---------- Quoted passage
Nebraska, along with five other states led by Republican attorneys general, are suing President Joe Biden to stop him from forgiving billions of dollars in student loan debt. The Supreme Court will hear oral argument in the case, Biden v. Nebraska, on Tuesday. How the justices resolve the case could change the lives of some 43 million eligible borrowers who are still waiting to find out whether the Court is going to let Biden govern or not.
If decisions about nationwide student loan relief sound like they should be above any one state’s pay grade, you’re not alone in thinking so. But Nebraska, along with Arkansas, Iowa, Kansas, Missouri, and South Carolina, has invoked a judge-made rule called the major questions doctrine to argue that courts must stop Biden from attempting to address the student debt crisis. The doctrine allows judges to invalidate agency actions if they decide Congress didn’t speak clearly enough when delegating authority over issues of great “economic and political significance”—so, “major” questions—to the executive branch. By canceling student debt, the state writes in its brief, the Biden administration “claims breathtaking and transformative power beyond [its] institutional role and expertise.”
This isn’t the first time states have used the doctrine to urge judges to strike down laws they don’t like. Last year, West Virginia successfully challenged the Environmental Protection Agency’s ability to regulate carbon dioxide emissions under the Clean Air Act; writing for the majority, Chief Justice John Roberts explained that the concept reins in “agencies asserting highly consequential power beyond what Congress could reasonably be understood to have granted.” Nebraska’s brief in the student debt case also cites the Court’s invalidations of the Centers for Disease Control’s eviction moratorium and the Department of Labor’s vaccine-or-test rule, making sure to place its argument in the context of other recent major questions cases. By playing into the justices’ naked power grab, these states are working to transform the crushing debt burden of a generation into a tax win and budget bump.
--------------------
---------- Data provided
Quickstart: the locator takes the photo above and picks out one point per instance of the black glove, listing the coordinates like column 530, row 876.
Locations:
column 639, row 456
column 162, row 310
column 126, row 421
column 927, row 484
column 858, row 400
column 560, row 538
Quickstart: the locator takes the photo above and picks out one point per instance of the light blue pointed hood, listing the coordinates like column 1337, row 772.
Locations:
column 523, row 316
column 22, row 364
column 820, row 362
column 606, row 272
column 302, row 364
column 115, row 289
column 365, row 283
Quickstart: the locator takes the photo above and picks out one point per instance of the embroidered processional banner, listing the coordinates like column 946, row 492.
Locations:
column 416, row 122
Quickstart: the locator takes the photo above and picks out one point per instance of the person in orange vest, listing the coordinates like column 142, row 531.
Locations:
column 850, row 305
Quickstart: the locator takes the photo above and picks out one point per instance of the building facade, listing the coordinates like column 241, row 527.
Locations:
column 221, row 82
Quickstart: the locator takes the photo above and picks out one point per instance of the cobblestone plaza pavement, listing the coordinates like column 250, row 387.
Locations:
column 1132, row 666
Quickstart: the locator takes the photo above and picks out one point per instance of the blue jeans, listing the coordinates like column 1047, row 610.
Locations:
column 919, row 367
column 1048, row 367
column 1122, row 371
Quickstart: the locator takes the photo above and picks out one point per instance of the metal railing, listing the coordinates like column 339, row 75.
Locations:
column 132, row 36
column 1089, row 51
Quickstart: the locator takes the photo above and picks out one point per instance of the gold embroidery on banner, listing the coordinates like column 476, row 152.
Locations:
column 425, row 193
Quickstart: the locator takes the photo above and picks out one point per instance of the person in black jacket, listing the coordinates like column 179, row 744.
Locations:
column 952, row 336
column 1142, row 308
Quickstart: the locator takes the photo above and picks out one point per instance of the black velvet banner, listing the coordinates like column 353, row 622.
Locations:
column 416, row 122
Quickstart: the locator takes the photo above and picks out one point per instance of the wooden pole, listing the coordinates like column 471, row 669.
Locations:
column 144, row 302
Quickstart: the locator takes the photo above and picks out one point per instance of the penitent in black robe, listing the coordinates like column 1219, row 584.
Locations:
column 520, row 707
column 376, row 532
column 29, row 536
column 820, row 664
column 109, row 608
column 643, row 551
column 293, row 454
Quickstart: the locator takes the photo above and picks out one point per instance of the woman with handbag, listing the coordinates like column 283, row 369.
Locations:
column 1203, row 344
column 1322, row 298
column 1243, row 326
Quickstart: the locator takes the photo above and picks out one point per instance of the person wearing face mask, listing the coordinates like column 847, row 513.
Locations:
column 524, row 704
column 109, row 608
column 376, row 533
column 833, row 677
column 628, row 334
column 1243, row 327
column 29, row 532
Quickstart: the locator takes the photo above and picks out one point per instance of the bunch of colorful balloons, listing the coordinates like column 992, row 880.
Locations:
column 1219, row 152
--------------------
▶ [Assigned task 1]: Name every state the passage on the student debt case says is suing President Biden to stop the loan forgiveness.
▶ [Assigned task 2]:
Answer these questions from the passage on the student debt case:
(a) How many eligible borrowers could be affected by how the case is resolved?
(b) What judge-made rule have the suing states invoked?
(c) Who wrote for the majority when West Virginia challenged the Environmental Protection Agency?

▶ [Written response 1]: Nebraska, Arkansas, Iowa, Kansas, Missouri, South Carolina

▶ [Written response 2]:
(a) Some 43 million
(b) The major questions doctrine
(c) Chief Justice John Roberts